> _DATASET RECORDS_:
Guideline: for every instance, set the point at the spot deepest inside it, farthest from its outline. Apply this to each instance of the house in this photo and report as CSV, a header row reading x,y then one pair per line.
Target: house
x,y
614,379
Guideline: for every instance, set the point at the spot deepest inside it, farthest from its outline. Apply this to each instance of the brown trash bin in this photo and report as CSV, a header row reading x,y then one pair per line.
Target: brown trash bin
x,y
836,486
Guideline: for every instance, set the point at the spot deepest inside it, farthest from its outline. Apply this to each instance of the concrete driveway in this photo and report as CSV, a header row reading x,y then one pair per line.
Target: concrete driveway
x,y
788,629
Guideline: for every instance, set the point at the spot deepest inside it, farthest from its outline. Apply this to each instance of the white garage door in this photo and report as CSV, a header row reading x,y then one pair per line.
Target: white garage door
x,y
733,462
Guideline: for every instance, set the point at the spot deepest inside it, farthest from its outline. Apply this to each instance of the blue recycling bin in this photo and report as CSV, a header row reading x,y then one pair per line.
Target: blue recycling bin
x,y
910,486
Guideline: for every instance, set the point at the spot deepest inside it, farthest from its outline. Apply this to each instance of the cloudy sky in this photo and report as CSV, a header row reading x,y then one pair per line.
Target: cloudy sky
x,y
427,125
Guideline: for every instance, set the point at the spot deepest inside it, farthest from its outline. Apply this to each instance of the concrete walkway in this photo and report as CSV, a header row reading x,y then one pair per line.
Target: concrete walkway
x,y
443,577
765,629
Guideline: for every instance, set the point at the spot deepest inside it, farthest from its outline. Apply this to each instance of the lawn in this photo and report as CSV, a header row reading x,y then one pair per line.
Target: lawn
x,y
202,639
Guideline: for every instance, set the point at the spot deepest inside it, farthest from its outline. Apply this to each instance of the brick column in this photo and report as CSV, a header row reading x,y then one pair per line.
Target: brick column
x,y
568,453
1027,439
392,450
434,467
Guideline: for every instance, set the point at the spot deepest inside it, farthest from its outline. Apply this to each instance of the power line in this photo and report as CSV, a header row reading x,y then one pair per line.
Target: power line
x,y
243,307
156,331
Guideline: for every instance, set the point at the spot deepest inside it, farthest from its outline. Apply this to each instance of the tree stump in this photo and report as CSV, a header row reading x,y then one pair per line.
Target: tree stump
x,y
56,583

> _GOAL_: Reproduce each line verbatim.

> _THE RESULT_:
Guideline: for every instance, set the point at the spot deepest inside it, farthest from its outline. Apply this to each instance of the house in this photo and report as CSV, a header row reading x,y then one pair per line.
Target: house
x,y
614,379
Guideline: for every instance, set the point at the spot deepest inside it, farthest from its outline. Apply this to each instance of the brown trash bin in this photo and report as CSV, a header row reading x,y then one pair per line.
Target: brown trash bin
x,y
836,486
Guideline: for every instance, set the point at the spot deepest inside it, farthest from its outline. Apply this to each instance of the concrete driveway in this photo and report as CSV, a header row reading x,y then one pair per line.
Target: concrete driveway
x,y
788,629
Guideline: for every instance, set the point at the spot deepest inside it, farthest from its outline. Apply this to each instance of the white garage door in this photo and report as CSV, a header row reading x,y then one pair per line.
Target: white garage door
x,y
733,462
Guideline: for every instance, set the point at the spot deepest inside it, farthest from its outline. Apply this to each instance of the blue recycling bin in this photo and report as CSV, a header row reading x,y then one pair per line.
Target: blue recycling bin
x,y
910,486
Guideline: for every instance, set the point at the spot deepest inside it, farthest from its outline. Apply this to each instance of the cloudy sky in this photo and report as CSV, a header row reading x,y then one pair per line.
Target: cloudy sky
x,y
427,125
Guideline: for every instance, set the point at the spot deepest inside it, farthest from its outline. Apply this to each instance of the concrete walkway in this photo and report as CSV, a header row reading x,y then one pair per line.
Target: concrete walkway
x,y
443,577
765,629
Guideline: for every instance, set the point at the spot deepest inside it, farthest from its outline. Apply this to each instance of the lawn in this photo and report as CSV, a header row reading x,y then one pair per line.
Target: lawn
x,y
202,639
Guideline: for every instance, set the point at the spot deepest inside it, farthest from its outline. Apply this to each instance of the brick column in this photo and report as CSV, a header row reading x,y then one pair per line.
Target: brick column
x,y
568,453
1027,439
392,450
434,467
Guideline: for every instance, set the point at the spot deepest inside it, farthest from its outline. Apply this to each instance of the power line in this photo and report as CSV, a header row reading x,y then one pair per line.
Target: power line
x,y
243,307
156,331
Guideline: for every instance, set the point at the spot deepest inside it, farthest from its outline. Apply this to each instance of the tree stump in this photo and report as CSV, a header row reading x,y then one pair per line.
Target: tree stump
x,y
56,583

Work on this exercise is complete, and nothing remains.